# fixed my muzzleloader



## shawn dooley (Feb 16, 2013)

i finally got the stuck round ball out.i drilled a hole in the breech plug and pushed it out with a ram rod .will that make the gun unsafe to use .any suggestions on how to fill in the hole i made .


----------



## JustUs4All (Feb 16, 2013)

You will have to replace the breech plug.


----------



## HillbillyJim (Feb 17, 2013)

I would not make any attempt to repair a drilled out breech plug.  Just buy a new and go shooting.


----------



## dawg2 (Feb 17, 2013)

shawn dooley said:


> i finally got the stuck round ball out.i drilled a hole in the breech plug and pushed it out with a ram rod .will that make the gun unsafe to use .any suggestions on how to fill in the hole i made .


Yes.  Take out the old one and put it in the trash.  Install the new one.


----------



## harryrichdawg (Feb 17, 2013)

Sounds like a flintlock or caplock, not an inline.  If so, then the breech plug is directly in front of your eye when in firing position.  If you value your sight, please don't attempt to repair that breech plug.  A weld or something might hold up just fine for 50 shots and then blow out on shot number 51 and blind you.


----------



## FrontierGander (Feb 17, 2013)

why the heck would you do that? They sell ball pullers.

If that doesnt even work, if its a sidelock, remove the nipple, dribble powder in and make sure the ball is seated, fire.


----------



## trial&error (Feb 18, 2013)

A little air pressure will push it out too, just point in a safe direction.  but for now I agree with replacement not repair.


----------



## donald-f (Feb 18, 2013)

FrontierGander said:


> why the heck would you do that? They sell ball pullers.
> 
> If that doesnt even work, if its a sidelock, remove the nipple, dribble powder in and make sure the ball is seated, fire.





trial&error said:


> A little air pressure will push it out too, just point in a safe direction.  but for now I agree with replacement not repair.



Read the post again! The bullet is OUT. The breech plug has a hole in it. Only thing you need to do is replace the breech plug and it will be ready to go.


----------



## FrontierGander (Feb 18, 2013)

if it had a removable breech plug, why would he drill through it?


----------



## donald-f (Feb 18, 2013)

FrontierGander said:


> if it had a removable breech plug, why would he drill through it?

DATASET ENTRIES:
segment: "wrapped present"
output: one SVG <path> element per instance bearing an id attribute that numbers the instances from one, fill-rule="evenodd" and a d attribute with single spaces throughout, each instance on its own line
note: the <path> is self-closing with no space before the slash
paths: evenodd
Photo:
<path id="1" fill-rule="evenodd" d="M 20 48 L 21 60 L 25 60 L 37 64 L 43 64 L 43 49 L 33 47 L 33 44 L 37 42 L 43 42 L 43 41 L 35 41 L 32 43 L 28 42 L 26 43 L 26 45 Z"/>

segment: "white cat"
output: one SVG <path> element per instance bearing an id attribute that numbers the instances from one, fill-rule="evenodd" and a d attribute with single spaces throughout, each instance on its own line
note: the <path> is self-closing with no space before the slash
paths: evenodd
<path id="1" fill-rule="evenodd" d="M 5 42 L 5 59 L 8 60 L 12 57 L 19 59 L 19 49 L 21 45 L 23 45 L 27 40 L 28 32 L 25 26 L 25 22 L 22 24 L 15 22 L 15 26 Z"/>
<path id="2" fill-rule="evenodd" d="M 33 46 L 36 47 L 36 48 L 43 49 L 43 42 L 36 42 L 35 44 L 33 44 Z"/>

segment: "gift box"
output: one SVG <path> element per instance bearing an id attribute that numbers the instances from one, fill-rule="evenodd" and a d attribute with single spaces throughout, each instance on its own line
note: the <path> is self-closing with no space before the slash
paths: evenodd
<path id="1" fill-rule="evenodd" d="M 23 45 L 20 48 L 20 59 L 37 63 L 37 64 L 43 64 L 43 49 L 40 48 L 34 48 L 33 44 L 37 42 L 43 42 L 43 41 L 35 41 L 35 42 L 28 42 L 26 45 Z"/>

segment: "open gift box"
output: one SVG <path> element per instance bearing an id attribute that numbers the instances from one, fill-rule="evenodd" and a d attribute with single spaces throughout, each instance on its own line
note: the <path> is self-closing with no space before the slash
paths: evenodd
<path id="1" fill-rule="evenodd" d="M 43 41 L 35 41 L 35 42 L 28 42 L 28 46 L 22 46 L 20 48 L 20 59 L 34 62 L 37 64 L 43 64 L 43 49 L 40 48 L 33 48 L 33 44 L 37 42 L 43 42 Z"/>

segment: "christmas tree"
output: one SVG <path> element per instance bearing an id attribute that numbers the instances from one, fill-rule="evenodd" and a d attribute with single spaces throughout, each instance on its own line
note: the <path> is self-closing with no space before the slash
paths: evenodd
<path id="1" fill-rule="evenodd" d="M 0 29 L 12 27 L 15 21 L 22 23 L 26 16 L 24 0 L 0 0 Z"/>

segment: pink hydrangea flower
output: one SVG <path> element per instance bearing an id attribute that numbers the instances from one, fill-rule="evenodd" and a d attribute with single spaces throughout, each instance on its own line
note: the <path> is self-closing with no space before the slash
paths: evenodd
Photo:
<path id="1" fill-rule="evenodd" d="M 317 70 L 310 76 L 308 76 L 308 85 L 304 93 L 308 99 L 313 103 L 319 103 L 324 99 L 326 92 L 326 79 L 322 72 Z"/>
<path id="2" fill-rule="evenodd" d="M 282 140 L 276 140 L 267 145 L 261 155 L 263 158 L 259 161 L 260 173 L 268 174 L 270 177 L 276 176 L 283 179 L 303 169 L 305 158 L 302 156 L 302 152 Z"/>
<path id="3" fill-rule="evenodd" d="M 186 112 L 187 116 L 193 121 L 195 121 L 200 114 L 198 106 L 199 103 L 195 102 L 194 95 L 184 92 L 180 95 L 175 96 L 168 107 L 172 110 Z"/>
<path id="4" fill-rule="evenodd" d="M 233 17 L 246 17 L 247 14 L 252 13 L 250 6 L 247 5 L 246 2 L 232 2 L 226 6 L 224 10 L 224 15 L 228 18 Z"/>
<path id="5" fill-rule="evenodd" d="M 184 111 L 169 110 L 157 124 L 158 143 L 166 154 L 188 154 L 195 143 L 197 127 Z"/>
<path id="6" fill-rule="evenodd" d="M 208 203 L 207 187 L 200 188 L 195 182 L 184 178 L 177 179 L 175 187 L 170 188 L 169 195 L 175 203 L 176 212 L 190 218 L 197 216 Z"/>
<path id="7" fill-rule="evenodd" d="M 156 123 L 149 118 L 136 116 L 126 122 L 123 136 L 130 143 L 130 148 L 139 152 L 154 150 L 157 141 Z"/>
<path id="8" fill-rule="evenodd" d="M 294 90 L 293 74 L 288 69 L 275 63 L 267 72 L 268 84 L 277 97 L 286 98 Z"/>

DIRECTIONS:
a. Which usernames post in the muzzleloader thread? List each one once.
b. Can you carry the muzzleloader thread on from its last line?
The records aren't needed for anything here.

RESULTS OF THE EXERCISE:
a. shawn dooley, JustUs4All, HillbillyJim, dawg2, harryrichdawg, FrontierGander, trial&error, donald-f

b.
Good question. If the plug was drilled out, it is scrap. It has to be replaced.


----------



## dawg2 (Feb 18, 2013)

FrontierGander said:


> if it had a removable breech plug, why would he drill through it?



I have no idea on that one either.


----------



## NCHillbilly (Feb 18, 2013)

My question is why not just pull the bullet if it's a trad muzzleloader, or take out the breech plug and push it out if it's an inline?


----------



## chadeugene (Feb 18, 2013)

I'm so confused.  So if the breech plug was removable, why didn't you just remove it instead of drilling a hole through it?  If it isn't removable, why would you drill a hole through your gun?


----------



## Dr. Strangelove (Feb 18, 2013)

NCHillbilly said:


> My question is why not just pull the bullet if it's a trad muzzleloader, or take out the breech plug and push it out if it's an inline?



Wild guess here - he was unaware of the existence of bullet pullers but did have a drill handy.  And a 12pk.


----------



## stabow (Feb 19, 2013)

Question: was powder under that ball as you were drilling ?


----------



## trial&error (Feb 19, 2013)

donald-f said:


> Read the post again! The bullet is OUT. The breech plug has a hole in it. Only thing you need to do is replace the breech plug and it will be ready to go.



did read and agreed with replacment I was giving recommendations for others who searched for this type problem.


----------



## Davexx1 (Oct 7, 2013)

What muzz gun do you have?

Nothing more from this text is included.